- _Passage_:
============

There was plenty more comic book nonsense in cinemas, but also some of the best films of that newfangled sub-genre thus far came out in 2008.

At the Oscars and the various other award shows, there were few surprises, but also few cries of films being undeserving of their awards as in other recent years.

Even here in Ireland the Irish film industry reacted to one musical award success by producing some of the best Irish films in over a decade, slowly beginning the long crawl out of the gutter of inadequacy.

There were losses of course; Heath Ledger died early in the year and left expectant fans gobsmacked, while Paul Newman and Sydney Pollack – to name but two – passed after tremendous careers in cinema.

There were films I was sorry to miss; I was too cowardly to see 4 Months, 3 Weeks, 2 Days alone, and couldn’t find anyone who dared accompany me. Waltz with Bashir came out when there was simply no time available to see it. Man on Wire also passed me by. These and many more will be caught up with in the coming months.

There were disappointments as well, mostly in films by reliable filmmakers, and indeed in reliable franchises. Hellboy 2 smacked of fanboyism instead of relishing in the same beautiful darkness of del Toro’s Pan’s Labyrinth. Indiana Jones returned; needlessly. And James Bond’s 22nd outing was so sloppy it sadly undid much of the greatness of Casino Royale.

As for me, I personally had a great year, cinematically speaking. The highlights are numerous; watching Lawrence of Arabia in 70mm as the centenary of David Lean’s life passed by (I also saw Great Expectations, Oliver Twist and Brief Encounter for the first time over the year); stumbling upon Wings of Desire, Amores Perros, The Leopard and many others for the first time; watching Crank with a selection of my closest, and most sugared-up, friends at an absurd hour of the night. Laughing til I could no longer breathe at Robo Vampire. These are the sort of films you never forget not just because of how great (or terrible) they are but because of where and how and who you were at the time you saw them.

============

- _Source material_:
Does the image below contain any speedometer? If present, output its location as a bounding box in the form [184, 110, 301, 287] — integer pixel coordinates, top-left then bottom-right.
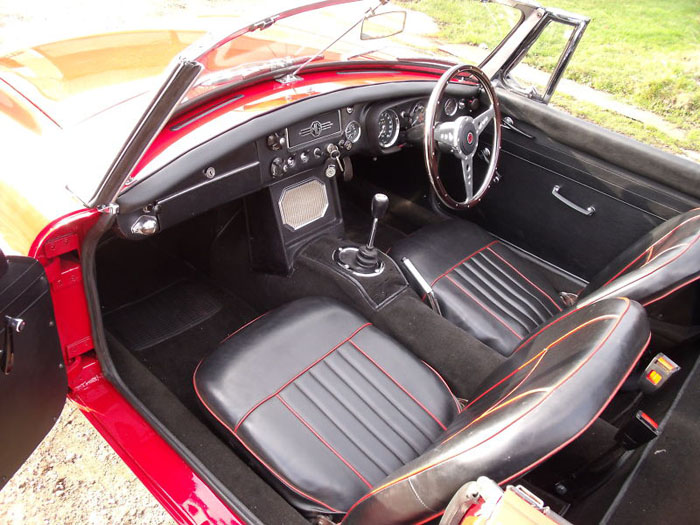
[345, 120, 362, 143]
[377, 109, 399, 148]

============

- _What is asked_:
a) In the review of 2008 in film, which film did the writer watch in 70mm?
b) Carry on the review of 2008 in film from its last sentence.

- _Task-by-task outputs_:
a) Lawrence of Arabia

b)
Similarly there were other special, more personal moments. I had the privilege of interviewing both Will Ferrell and Michael Palin in the space of just a few months. At the Irish premier of There Will Be Blood I had a remarkable – if utterly terrifying – encounter with Daniel Day-Lewis. Jeremy Irons invited me to dinner, though never followed through.

As well as all that, this blog was begun.

Thus far in 2009 the crop of films looks tantalising, and one can easily look forward to Milk or Revolutionary Road as much as one can to Watchmen or even the sequel to Transformers. Here’s hoping for as memorable a 2009.

And now, what you’ve been waiting for, here’s my personal selection of the best films I saw in 2008.

(Note: this list is made up entirely of new films released in Ireland in 2008, that I saw. Thus, certain films released internationally in 2007, such as Juno, are present here. In turn, late 2008 international releases, such as The Curious Case of Benjamin Button, will not appear until next year.)

20. Lust, Caution
Ang Lee’s follow-up to Brokeback Mountain was somewhat of a letdown, and was undoubtedly overlong, but the photography, taking in countless greys and greens, was beautiful, and the central performance by Tang Wei was superb. A shot late in the film, of a diamond-laden ring representing betrayal finding its equilibrium on a hard wooden table, was one of the year’s most impressing images.

19. Things We Lost in the Fire

The American debut of Susanne Bier was disappointing for reasons somewhat out of her control. The script’s abandoning of its fractured storyline after the first act was unsettling, and the casting of Benicio del Toro in a film so similar in feel to 21 Grams was a mistake. But it was shot in a very personal style that felt distinctly un-American, and for which it went largely unrecognised by critics and cinemagoers. The performance by Micah Berry (no relation to Halle) as the young son was notable, while David Duchovny gave what may stand to be the performance of his career.

18. Kung Fu Panda
Dreamworks may not have broken the mould with this latest animal caper, but it certainly moved into a more mature, less spoofing area of family comedy with some clever gags and superbly arranged action. Sweet in nature and low on character development, it took delight in its own silliness and provided some splendid animation, particularly in its opening sequence.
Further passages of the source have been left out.